> **Extracted data**
========

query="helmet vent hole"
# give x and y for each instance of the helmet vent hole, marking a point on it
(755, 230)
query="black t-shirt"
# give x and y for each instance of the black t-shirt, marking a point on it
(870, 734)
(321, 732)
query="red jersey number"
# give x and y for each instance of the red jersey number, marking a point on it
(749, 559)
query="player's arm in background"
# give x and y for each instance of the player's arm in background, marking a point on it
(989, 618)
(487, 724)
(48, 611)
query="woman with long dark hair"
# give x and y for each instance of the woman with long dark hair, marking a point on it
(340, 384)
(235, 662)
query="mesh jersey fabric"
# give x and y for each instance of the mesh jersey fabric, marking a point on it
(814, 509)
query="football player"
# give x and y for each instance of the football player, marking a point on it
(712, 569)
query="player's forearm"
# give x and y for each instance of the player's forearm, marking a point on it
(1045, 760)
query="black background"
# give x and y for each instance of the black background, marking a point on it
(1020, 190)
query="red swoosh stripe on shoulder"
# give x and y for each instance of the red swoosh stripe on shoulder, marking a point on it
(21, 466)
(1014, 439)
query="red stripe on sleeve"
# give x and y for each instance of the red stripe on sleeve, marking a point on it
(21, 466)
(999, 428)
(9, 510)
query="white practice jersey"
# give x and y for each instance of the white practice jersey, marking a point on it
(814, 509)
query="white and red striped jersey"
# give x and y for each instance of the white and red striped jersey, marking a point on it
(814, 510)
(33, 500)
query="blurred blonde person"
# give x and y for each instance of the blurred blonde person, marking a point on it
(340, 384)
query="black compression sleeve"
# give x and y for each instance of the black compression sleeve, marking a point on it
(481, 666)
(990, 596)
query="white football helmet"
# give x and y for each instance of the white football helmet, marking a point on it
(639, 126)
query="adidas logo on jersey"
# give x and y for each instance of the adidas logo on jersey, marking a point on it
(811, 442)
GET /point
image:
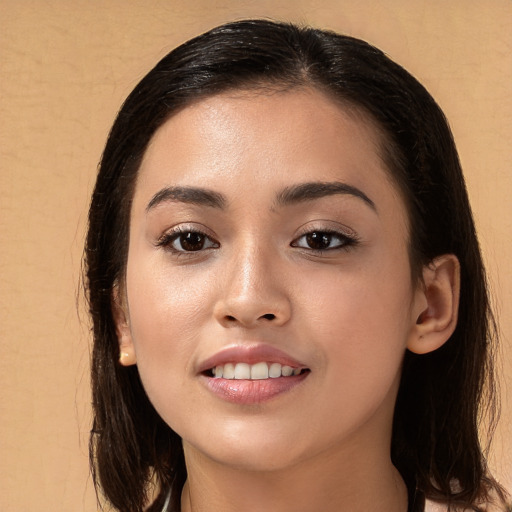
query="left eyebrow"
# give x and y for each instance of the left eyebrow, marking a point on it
(316, 190)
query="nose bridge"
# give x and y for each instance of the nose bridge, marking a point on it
(254, 291)
(250, 270)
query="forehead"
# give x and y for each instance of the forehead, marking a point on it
(258, 139)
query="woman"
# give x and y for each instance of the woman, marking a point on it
(289, 304)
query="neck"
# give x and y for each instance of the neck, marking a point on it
(336, 482)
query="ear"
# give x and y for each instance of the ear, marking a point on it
(122, 322)
(436, 305)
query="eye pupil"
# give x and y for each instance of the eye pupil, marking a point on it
(192, 241)
(318, 240)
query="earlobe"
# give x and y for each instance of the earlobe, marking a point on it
(124, 336)
(436, 305)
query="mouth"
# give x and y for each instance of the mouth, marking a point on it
(259, 371)
(252, 374)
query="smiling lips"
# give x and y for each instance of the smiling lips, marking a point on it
(252, 374)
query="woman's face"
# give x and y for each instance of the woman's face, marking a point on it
(266, 236)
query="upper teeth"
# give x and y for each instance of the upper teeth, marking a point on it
(256, 371)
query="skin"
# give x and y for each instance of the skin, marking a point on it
(347, 313)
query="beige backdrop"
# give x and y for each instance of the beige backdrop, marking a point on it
(66, 65)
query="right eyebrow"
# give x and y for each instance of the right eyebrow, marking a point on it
(191, 195)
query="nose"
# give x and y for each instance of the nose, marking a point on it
(253, 292)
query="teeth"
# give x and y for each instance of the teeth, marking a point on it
(259, 371)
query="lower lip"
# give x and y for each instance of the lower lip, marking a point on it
(247, 392)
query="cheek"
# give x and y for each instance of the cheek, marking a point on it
(165, 309)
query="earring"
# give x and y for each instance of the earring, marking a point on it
(126, 358)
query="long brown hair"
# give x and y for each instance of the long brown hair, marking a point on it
(435, 441)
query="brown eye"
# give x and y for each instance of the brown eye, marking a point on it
(191, 241)
(324, 241)
(318, 240)
(187, 241)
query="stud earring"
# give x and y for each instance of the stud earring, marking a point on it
(126, 358)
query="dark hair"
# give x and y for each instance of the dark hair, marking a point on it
(435, 443)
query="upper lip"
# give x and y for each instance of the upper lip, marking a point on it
(250, 354)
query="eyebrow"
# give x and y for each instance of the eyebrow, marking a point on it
(316, 190)
(288, 196)
(191, 195)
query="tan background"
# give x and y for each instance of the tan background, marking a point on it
(65, 68)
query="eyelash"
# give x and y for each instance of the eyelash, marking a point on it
(345, 241)
(168, 239)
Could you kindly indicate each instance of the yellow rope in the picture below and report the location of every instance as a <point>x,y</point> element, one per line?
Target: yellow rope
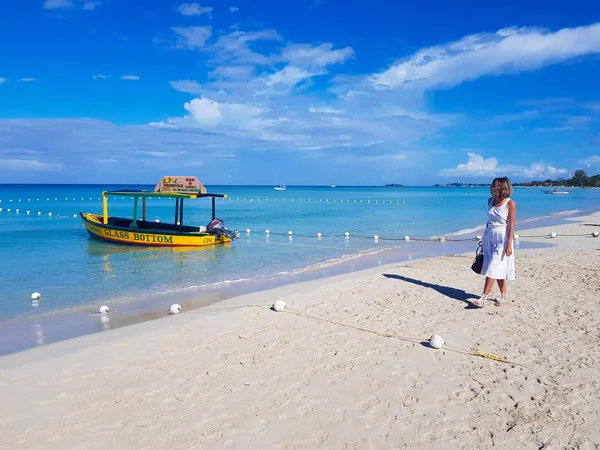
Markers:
<point>413,340</point>
<point>405,338</point>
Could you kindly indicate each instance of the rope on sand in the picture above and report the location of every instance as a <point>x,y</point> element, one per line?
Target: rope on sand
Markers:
<point>414,340</point>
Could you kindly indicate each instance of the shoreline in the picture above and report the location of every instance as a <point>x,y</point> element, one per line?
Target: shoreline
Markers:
<point>255,378</point>
<point>285,287</point>
<point>56,326</point>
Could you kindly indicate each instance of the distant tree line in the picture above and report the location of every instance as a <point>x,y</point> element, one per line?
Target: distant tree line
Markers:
<point>579,179</point>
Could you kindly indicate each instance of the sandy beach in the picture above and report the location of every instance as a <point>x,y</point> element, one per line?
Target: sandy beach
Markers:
<point>252,378</point>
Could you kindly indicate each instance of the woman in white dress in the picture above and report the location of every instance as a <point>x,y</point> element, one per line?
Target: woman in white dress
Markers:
<point>497,242</point>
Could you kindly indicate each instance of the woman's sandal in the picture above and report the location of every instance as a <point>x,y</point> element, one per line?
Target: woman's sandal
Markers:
<point>503,299</point>
<point>480,301</point>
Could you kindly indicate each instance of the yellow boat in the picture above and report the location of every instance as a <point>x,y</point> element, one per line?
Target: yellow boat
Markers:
<point>134,231</point>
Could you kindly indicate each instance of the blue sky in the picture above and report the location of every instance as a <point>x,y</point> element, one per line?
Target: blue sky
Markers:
<point>298,92</point>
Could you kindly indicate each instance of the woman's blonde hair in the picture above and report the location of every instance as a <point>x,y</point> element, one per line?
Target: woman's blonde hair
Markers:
<point>501,188</point>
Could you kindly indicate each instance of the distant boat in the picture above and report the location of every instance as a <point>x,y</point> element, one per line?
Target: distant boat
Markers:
<point>556,192</point>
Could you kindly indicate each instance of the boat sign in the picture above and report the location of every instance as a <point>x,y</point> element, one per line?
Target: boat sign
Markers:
<point>182,185</point>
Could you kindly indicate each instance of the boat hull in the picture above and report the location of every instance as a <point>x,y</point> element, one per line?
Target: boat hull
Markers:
<point>152,238</point>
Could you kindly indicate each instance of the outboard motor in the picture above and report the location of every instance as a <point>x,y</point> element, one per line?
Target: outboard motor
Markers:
<point>217,228</point>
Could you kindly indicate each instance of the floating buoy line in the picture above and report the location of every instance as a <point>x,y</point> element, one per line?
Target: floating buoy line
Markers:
<point>347,235</point>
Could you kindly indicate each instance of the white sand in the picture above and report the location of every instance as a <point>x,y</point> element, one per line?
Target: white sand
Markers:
<point>255,379</point>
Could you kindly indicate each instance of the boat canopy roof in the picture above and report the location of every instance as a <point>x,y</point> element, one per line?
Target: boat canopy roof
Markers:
<point>141,193</point>
<point>171,187</point>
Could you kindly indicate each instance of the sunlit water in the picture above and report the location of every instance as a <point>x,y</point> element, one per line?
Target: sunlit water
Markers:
<point>53,254</point>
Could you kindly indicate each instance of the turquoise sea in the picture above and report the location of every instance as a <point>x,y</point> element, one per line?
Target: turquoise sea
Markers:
<point>45,248</point>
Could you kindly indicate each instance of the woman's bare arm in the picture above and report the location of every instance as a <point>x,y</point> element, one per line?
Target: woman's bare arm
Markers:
<point>512,215</point>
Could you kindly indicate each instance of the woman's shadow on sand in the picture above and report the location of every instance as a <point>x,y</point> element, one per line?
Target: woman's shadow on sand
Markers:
<point>453,293</point>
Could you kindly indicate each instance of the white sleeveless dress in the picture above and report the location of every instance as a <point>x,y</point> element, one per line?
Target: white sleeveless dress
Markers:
<point>495,262</point>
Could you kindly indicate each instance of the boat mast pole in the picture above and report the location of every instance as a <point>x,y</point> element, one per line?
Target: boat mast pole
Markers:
<point>176,210</point>
<point>135,201</point>
<point>181,213</point>
<point>104,208</point>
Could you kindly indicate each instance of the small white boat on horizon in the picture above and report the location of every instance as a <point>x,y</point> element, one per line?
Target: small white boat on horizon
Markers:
<point>556,192</point>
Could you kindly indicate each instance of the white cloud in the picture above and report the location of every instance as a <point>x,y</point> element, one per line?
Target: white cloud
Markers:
<point>565,128</point>
<point>191,38</point>
<point>326,110</point>
<point>27,164</point>
<point>233,72</point>
<point>366,159</point>
<point>210,113</point>
<point>307,55</point>
<point>56,4</point>
<point>288,76</point>
<point>234,48</point>
<point>594,106</point>
<point>193,9</point>
<point>478,166</point>
<point>188,86</point>
<point>593,160</point>
<point>90,5</point>
<point>509,50</point>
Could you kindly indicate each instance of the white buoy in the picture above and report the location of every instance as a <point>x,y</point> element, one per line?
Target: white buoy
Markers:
<point>436,341</point>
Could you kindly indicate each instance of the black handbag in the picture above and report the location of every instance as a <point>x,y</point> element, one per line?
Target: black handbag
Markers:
<point>477,265</point>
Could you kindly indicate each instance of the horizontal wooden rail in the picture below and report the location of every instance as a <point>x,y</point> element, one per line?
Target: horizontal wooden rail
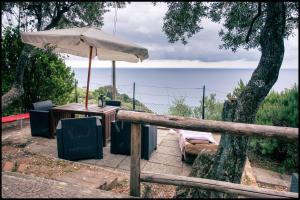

========

> **Exercise directions**
Return each line among the entries that holds the word "canopy".

> **Exercise solution**
Could you kindly indicate each instance of the boat canopy roof in the picture above and report the location of every instance as a <point>x,y</point> element, one per line?
Target: boat canopy roof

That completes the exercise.